Pointing and labeling items

++++++++++

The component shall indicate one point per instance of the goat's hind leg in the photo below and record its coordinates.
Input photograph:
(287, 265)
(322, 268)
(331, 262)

++++++++++

**WHAT YOU SHOULD DO**
Rewrite the items with "component" replaced by "tool", keeping every other part of each line the same.

**TASK ANSWER**
The tool shall indicate one point per instance of the goat's hind leg in the photo below and record its coordinates.
Input photograph:
(287, 265)
(322, 268)
(331, 262)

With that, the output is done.